[Start of section]
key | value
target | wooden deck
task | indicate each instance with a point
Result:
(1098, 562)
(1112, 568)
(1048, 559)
[End of section]
> **Directions**
All of the data above needs to be transcribed verbatim.

> **Response**
key | value
target | wooden deck
task | indicate each instance with a point
Result:
(1098, 562)
(1112, 568)
(1048, 559)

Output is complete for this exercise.